The records that follow must be repeated verbatim, every one of them.

==== Supplied records ====

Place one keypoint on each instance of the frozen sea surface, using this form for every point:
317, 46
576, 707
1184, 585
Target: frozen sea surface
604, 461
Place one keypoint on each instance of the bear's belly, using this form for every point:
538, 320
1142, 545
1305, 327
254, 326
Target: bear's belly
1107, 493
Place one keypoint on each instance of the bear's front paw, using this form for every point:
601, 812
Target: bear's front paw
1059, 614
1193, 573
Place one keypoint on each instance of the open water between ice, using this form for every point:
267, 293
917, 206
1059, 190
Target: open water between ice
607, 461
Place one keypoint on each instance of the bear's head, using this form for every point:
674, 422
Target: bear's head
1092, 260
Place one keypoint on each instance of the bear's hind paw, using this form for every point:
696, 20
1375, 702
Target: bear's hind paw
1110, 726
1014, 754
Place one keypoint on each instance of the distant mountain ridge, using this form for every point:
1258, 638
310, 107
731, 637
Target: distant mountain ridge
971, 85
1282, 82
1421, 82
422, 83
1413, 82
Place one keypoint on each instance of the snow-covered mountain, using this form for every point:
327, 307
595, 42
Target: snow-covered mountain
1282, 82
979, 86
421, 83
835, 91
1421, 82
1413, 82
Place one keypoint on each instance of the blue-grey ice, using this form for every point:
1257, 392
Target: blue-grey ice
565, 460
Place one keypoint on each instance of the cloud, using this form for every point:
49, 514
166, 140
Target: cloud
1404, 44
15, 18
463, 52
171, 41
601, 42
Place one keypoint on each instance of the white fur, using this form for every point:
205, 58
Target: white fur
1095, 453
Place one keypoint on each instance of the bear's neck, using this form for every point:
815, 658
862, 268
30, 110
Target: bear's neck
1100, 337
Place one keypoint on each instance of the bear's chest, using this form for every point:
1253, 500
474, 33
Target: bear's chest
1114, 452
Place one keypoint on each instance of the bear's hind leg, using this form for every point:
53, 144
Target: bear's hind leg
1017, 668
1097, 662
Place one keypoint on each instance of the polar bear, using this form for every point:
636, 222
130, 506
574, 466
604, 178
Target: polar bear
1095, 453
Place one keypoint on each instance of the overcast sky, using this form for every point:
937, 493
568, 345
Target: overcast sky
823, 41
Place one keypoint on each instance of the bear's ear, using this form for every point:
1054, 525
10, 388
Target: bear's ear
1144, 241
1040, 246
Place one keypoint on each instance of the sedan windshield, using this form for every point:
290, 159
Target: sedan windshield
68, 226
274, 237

====

▶ [Final answer]
Place one keypoint on each instance of the frozen sea surface, using this form for every point:
317, 46
576, 707
1184, 585
Target: frozen sea surface
604, 461
Place one keypoint on each instance of the bear's belly, using this form for every point:
538, 320
1142, 545
1305, 327
254, 326
Target: bear's belly
1107, 493
Place one keypoint on each instance of the bear's front paw, using this form for every point:
601, 812
Target: bear's front paw
1059, 614
1193, 573
Place one keypoint on each instance of the open water between ice, using this form for every point:
267, 293
917, 206
1059, 190
Target: open water between ice
607, 461
Place one keypoint on each instance of the bear's head, using this form for every point:
674, 422
Target: bear's head
1092, 260
Place one keypoint on each instance of the bear's hind paw, using this form for every point:
696, 20
1375, 702
Target: bear's hind paw
1110, 726
1014, 754
Place one keypoint on each instance of the distant mountain ridge, using this form for every point:
1258, 638
310, 107
731, 637
Target: distant mountain ridge
971, 85
1282, 82
1421, 82
422, 83
1413, 82
Place one keypoint on each instance of the snow-covered mountain, using this form for every point:
327, 307
595, 42
Target: snow-covered mountain
1282, 82
979, 86
421, 83
835, 91
1421, 82
1413, 82
Place one keypoint on each instance of the blue-grey ice, using this form for every point:
1257, 392
Target: blue-grey ice
565, 460
Place one keypoint on each instance of the cloud, using this form for every point:
49, 514
166, 140
Target: cloud
1404, 44
15, 18
463, 52
171, 41
601, 42
Place one keypoint on each instance of the white fur, using this form for every point:
205, 58
Target: white fur
1095, 453
Place one keypoint on each instance of the bear's neck, using this form for every point:
815, 658
862, 268
30, 110
Target: bear's neck
1100, 337
Place one keypoint on each instance of the bear's chest, using this form for every point:
1253, 500
474, 33
Target: bear's chest
1114, 452
Place one keypoint on each instance of the bear's hind leg, using this form for every point:
53, 144
Target: bear's hind leg
1017, 668
1097, 662
Place one keypoint on each instance of the polar bear, using this form for every point:
636, 222
130, 506
574, 466
604, 178
Target: polar bear
1095, 453
Place one keypoint on each instance of the overcast sky, using this form for every point:
937, 493
568, 345
Target: overcast sky
823, 41
Place one keypoint on each instance of the bear's ear, using this form for every point:
1054, 525
10, 388
Target: bear's ear
1144, 241
1040, 246
Place one keypoint on each instance of the sedan windshield, using this form for every point:
290, 159
Target: sedan windshield
68, 226
274, 237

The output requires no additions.